▼

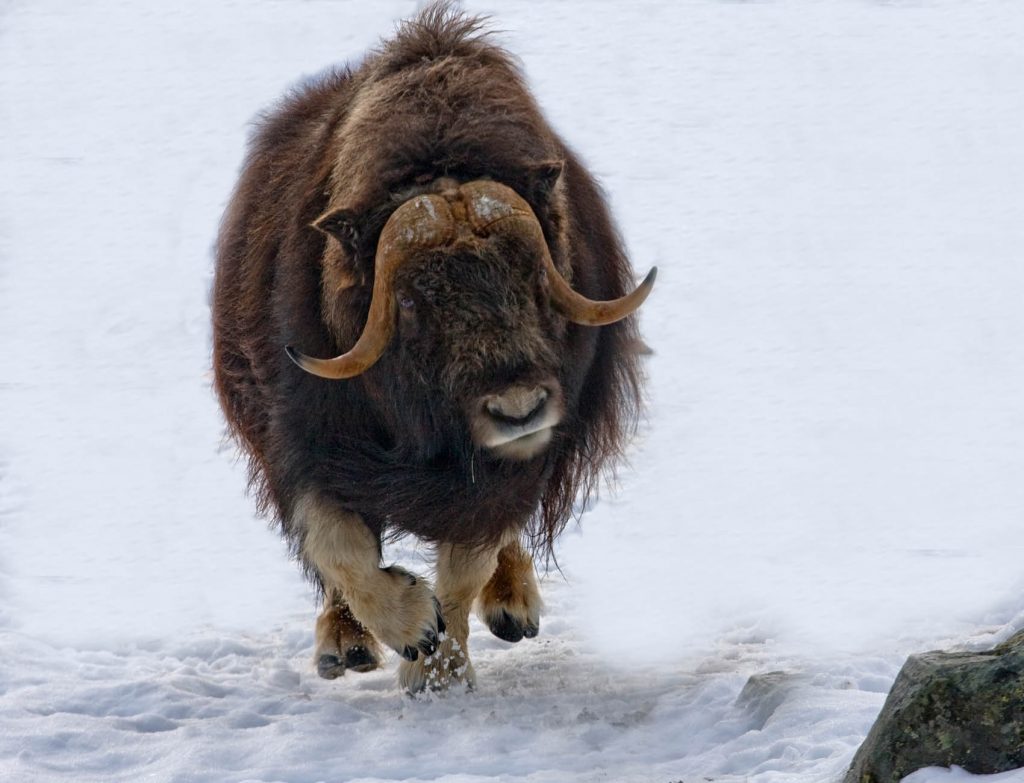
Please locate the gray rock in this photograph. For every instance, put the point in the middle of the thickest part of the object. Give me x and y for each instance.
(949, 708)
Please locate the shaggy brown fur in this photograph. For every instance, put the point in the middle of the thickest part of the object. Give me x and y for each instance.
(439, 99)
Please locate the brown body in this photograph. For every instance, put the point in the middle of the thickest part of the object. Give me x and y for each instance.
(423, 437)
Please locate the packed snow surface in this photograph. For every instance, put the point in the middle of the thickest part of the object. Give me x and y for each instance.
(828, 480)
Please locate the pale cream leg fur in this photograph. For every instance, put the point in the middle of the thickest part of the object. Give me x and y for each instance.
(462, 572)
(342, 642)
(395, 606)
(510, 603)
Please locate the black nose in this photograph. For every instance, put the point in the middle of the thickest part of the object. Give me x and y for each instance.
(518, 404)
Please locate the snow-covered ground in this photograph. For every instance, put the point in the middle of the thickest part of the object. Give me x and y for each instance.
(832, 473)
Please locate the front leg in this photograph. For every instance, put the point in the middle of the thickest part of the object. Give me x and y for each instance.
(396, 607)
(342, 643)
(510, 603)
(462, 571)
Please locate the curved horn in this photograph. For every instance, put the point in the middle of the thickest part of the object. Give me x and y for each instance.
(425, 221)
(492, 204)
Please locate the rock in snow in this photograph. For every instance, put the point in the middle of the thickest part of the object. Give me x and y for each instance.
(949, 708)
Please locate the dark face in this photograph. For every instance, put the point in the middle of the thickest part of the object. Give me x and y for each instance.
(476, 336)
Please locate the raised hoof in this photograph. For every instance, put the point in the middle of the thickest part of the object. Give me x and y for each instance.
(358, 658)
(507, 627)
(441, 627)
(330, 666)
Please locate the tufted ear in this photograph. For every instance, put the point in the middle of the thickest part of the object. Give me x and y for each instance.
(342, 224)
(542, 178)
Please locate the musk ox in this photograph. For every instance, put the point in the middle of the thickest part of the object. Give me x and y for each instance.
(416, 218)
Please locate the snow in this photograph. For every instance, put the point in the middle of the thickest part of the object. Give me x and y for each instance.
(828, 480)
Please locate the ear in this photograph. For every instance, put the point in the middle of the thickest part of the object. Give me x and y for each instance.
(543, 177)
(341, 224)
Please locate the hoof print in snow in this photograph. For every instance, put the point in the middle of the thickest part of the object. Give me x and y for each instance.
(358, 658)
(949, 708)
(330, 666)
(763, 694)
(507, 627)
(410, 653)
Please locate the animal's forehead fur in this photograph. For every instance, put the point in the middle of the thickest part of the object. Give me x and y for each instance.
(449, 114)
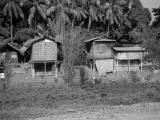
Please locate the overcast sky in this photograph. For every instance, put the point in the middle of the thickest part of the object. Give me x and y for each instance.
(151, 4)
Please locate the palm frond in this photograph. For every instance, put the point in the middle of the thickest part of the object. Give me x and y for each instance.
(51, 10)
(20, 12)
(14, 9)
(41, 12)
(31, 15)
(5, 9)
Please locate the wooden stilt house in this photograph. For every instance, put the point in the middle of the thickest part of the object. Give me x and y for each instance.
(128, 58)
(43, 58)
(100, 54)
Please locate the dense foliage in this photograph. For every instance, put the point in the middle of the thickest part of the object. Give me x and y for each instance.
(119, 19)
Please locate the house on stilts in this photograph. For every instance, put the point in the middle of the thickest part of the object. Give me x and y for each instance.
(104, 56)
(43, 55)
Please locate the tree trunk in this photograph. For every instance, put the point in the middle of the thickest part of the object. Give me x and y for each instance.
(73, 22)
(108, 27)
(11, 29)
(89, 23)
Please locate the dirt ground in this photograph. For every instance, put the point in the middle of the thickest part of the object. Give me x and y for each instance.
(147, 111)
(115, 101)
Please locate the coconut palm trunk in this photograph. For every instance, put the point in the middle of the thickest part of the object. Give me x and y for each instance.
(11, 29)
(108, 29)
(89, 23)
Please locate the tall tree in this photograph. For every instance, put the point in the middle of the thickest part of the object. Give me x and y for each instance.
(38, 8)
(93, 8)
(156, 22)
(112, 14)
(12, 9)
(59, 13)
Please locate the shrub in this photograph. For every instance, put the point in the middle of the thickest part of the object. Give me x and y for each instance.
(134, 77)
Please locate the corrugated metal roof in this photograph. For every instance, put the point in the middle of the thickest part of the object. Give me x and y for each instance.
(128, 49)
(44, 51)
(30, 42)
(100, 39)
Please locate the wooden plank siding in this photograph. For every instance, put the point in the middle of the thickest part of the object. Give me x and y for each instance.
(45, 50)
(101, 50)
(128, 55)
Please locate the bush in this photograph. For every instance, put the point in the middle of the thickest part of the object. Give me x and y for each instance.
(134, 77)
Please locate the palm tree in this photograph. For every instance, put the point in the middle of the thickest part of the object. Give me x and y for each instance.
(60, 15)
(112, 15)
(78, 11)
(12, 9)
(38, 7)
(93, 7)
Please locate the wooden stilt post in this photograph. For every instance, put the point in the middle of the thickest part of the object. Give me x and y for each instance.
(33, 71)
(141, 62)
(45, 68)
(129, 64)
(56, 70)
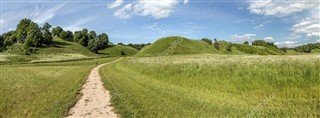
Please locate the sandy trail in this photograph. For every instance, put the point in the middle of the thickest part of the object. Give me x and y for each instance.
(95, 102)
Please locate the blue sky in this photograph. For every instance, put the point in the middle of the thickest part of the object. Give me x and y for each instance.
(287, 23)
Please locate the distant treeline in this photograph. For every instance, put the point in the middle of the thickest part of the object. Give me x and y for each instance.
(245, 47)
(136, 46)
(29, 34)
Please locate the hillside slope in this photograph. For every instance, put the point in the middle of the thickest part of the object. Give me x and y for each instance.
(119, 50)
(59, 51)
(177, 45)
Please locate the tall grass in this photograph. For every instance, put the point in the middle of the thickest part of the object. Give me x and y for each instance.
(216, 86)
(42, 90)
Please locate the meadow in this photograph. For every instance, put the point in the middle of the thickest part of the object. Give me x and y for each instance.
(210, 85)
(42, 89)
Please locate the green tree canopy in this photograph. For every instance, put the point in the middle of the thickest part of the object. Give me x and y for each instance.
(34, 36)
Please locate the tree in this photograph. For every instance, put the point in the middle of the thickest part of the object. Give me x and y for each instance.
(103, 40)
(92, 34)
(69, 35)
(93, 45)
(207, 40)
(216, 44)
(7, 39)
(47, 36)
(229, 48)
(246, 43)
(121, 44)
(34, 36)
(84, 39)
(123, 53)
(77, 36)
(56, 31)
(22, 29)
(10, 40)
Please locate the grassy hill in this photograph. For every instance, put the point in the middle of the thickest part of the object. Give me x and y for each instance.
(118, 49)
(59, 51)
(177, 45)
(180, 45)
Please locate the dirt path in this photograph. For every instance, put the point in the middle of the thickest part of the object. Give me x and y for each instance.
(95, 101)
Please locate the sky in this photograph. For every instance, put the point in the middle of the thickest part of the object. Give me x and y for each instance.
(287, 23)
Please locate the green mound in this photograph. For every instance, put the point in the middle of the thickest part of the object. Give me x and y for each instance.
(60, 50)
(119, 50)
(177, 45)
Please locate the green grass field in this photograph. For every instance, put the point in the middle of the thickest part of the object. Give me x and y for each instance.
(215, 86)
(42, 90)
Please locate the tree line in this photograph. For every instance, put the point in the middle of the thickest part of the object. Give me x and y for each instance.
(307, 48)
(30, 34)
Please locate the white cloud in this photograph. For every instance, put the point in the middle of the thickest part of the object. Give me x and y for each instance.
(268, 39)
(280, 8)
(2, 22)
(244, 37)
(42, 15)
(124, 12)
(261, 25)
(286, 44)
(155, 9)
(115, 4)
(310, 27)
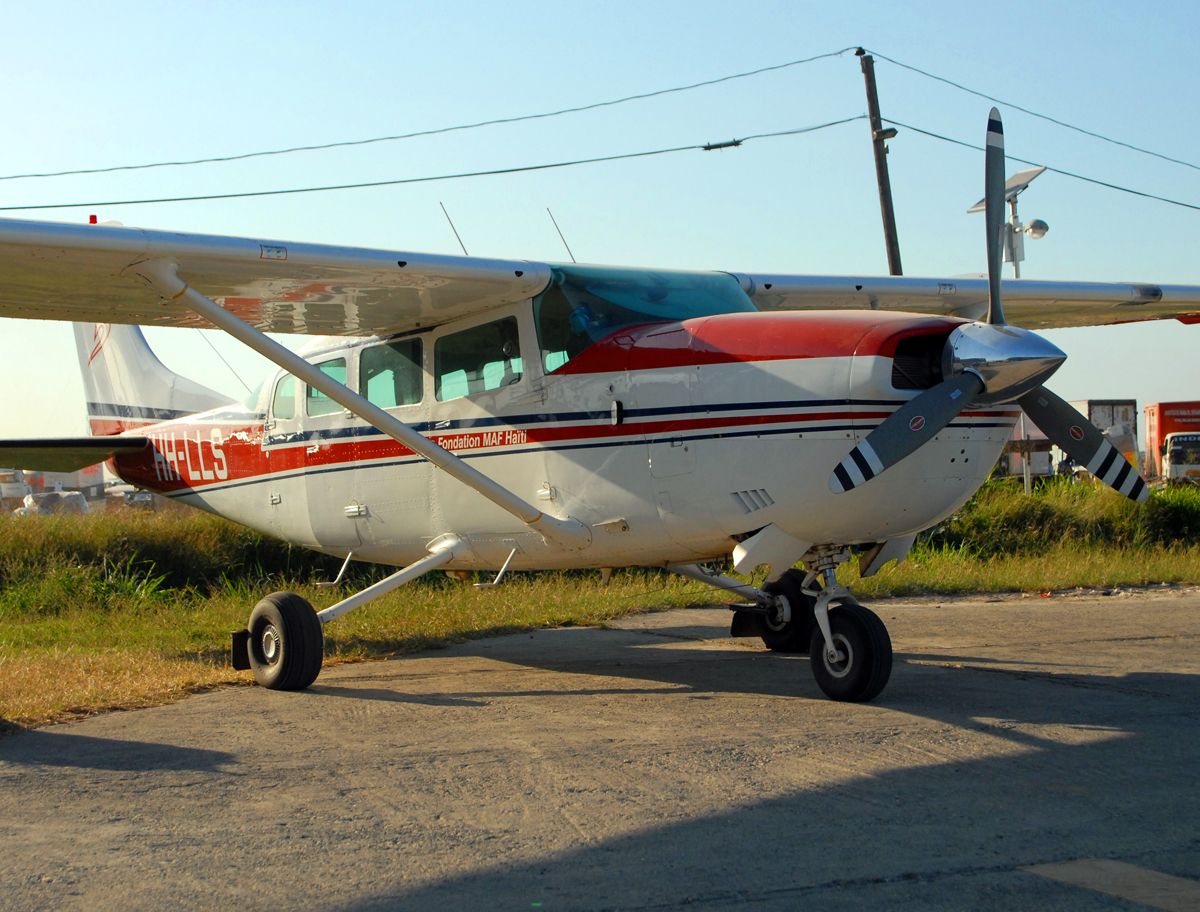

▲

▸ WHAT THIS TASK INVOLVES:
Locate each line in the data above that contains the word "palm", and reproduce every such line in full.

▸ RESPONSE FOR THIS EXERCISE:
Please locate the palm frond in this photograph. For every instance, put the point in the middle of the thickest part of the object. Give me x and y for each instance.
Please locate the coconut palm trunk in this photograph. For every instance, put the point in the middle of the thickest part of the object. Give me x and y for each instance.
Please locate the palm tree in this photograph. For every instance, put the point in the middle of the thickest part of the object. Give me x and y for each instance.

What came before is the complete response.